* **Task brief**:
Transcribe the entries exactly; images are not part of the copy.

---------- Dataset extract

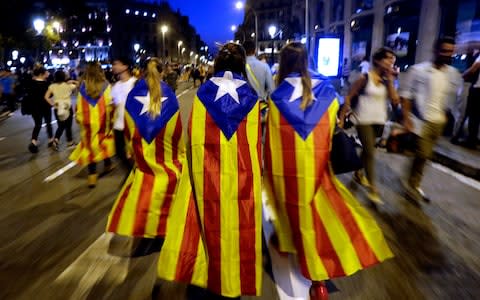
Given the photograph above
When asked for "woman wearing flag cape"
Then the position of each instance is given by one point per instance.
(94, 116)
(315, 216)
(153, 131)
(224, 146)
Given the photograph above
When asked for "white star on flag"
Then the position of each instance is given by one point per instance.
(296, 82)
(145, 100)
(227, 85)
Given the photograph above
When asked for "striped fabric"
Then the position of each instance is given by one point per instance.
(95, 119)
(225, 158)
(143, 205)
(316, 217)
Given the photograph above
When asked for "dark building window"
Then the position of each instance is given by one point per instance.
(360, 5)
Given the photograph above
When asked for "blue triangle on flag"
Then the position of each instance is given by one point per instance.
(226, 112)
(150, 127)
(304, 121)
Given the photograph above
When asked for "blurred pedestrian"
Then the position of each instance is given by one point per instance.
(315, 216)
(122, 69)
(95, 112)
(171, 77)
(59, 95)
(473, 104)
(153, 131)
(428, 90)
(36, 105)
(372, 91)
(8, 82)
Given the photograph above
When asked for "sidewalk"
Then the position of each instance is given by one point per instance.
(460, 159)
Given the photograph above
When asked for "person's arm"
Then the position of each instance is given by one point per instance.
(354, 91)
(406, 95)
(471, 71)
(48, 97)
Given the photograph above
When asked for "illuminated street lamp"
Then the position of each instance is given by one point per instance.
(164, 30)
(272, 30)
(178, 49)
(240, 5)
(39, 25)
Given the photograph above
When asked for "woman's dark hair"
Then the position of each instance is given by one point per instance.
(59, 77)
(39, 71)
(380, 54)
(232, 58)
(293, 59)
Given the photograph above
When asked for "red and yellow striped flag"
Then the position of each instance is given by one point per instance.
(143, 205)
(224, 132)
(95, 119)
(316, 217)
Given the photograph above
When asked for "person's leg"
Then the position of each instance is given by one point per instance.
(68, 128)
(424, 150)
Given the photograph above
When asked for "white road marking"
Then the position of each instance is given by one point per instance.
(466, 180)
(45, 124)
(60, 172)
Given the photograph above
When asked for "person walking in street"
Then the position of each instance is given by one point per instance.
(314, 215)
(259, 74)
(473, 104)
(122, 68)
(8, 82)
(225, 159)
(372, 91)
(153, 131)
(95, 116)
(428, 90)
(59, 95)
(40, 109)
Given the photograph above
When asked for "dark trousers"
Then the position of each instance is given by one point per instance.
(38, 117)
(473, 114)
(64, 126)
(92, 168)
(120, 149)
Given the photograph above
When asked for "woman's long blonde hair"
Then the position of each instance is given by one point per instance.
(152, 73)
(94, 79)
(293, 59)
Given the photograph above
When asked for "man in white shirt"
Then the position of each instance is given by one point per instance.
(429, 89)
(122, 69)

--------------------

* **Output below**:
Given the photograph above
When asked for "woman wearing flag cape"
Then the position of each instance is given by one point per instance.
(94, 116)
(315, 216)
(153, 131)
(224, 146)
Given the photograph above
When asked for "white star on flag"
Then the position of each instance is given by one point per instance.
(296, 82)
(145, 100)
(227, 85)
Given the photograph above
When asked for "striped fabric"
Then the position of each instance is given by one point per instance.
(95, 119)
(225, 158)
(143, 205)
(316, 217)
Given the photograph above
When asked for "dark building window"
Then the position of each instance is given by one point per instance.
(360, 5)
Given the photograph above
When asked for "blue triangle on flag"
Then the position of each instance is given by one point per instance.
(226, 112)
(150, 127)
(304, 121)
Given the photograph above
When asked for "blurred pedestrian"
Then the position of each instance is given by one point per instance.
(315, 216)
(122, 69)
(95, 112)
(171, 77)
(59, 95)
(473, 104)
(153, 131)
(428, 90)
(36, 105)
(372, 91)
(8, 82)
Given the photograph above
When asked for "sidewalk"
Then the position of each instance is given by one point per instance.
(460, 159)
Given the photograph above
When asked for "person's arm"
Then the position of each instance is given by one point per instance.
(354, 91)
(406, 95)
(471, 71)
(48, 97)
Given the photograph above
When asked for "illuminated street lamp"
Then the position of each instance is given by one point per instance.
(164, 30)
(272, 30)
(178, 49)
(240, 5)
(39, 25)
Given the photograph above
When asked for "woman's dark hair"
Then the position of each instance is given by one point per instance.
(59, 77)
(39, 71)
(380, 54)
(232, 58)
(293, 59)
Given the photograph above
When asked for "red and yellow striped flag"
Then the position of each instance is given by one point per instance.
(143, 205)
(224, 132)
(95, 119)
(316, 217)
Given the photograph above
When asked for "person's leg"
Then the position of each instance is given by one point per instance.
(68, 128)
(424, 150)
Given the photograph above
When asked for "white road marking"
Then the position of each instance is given by one point per instance.
(466, 180)
(45, 124)
(60, 172)
Given the photograph above
When asked for "person walking in street"
Then the position of each instance is given by one point per instance.
(314, 215)
(259, 74)
(473, 104)
(122, 68)
(8, 82)
(225, 159)
(372, 91)
(153, 131)
(95, 116)
(428, 90)
(59, 95)
(40, 109)
Given the photograph above
When asked for "dark trousers"
Then the position of each instance is given by one point per instance.
(38, 117)
(473, 114)
(64, 126)
(92, 168)
(120, 149)
Given the photograph above
When asked for "woman's long blonde hair"
Then the position of each instance is given by one point per instance.
(152, 73)
(94, 79)
(293, 59)
Given the photograph above
When asked for "man in white shirt"
Then the position of each instance is given by one point per instance.
(429, 89)
(122, 69)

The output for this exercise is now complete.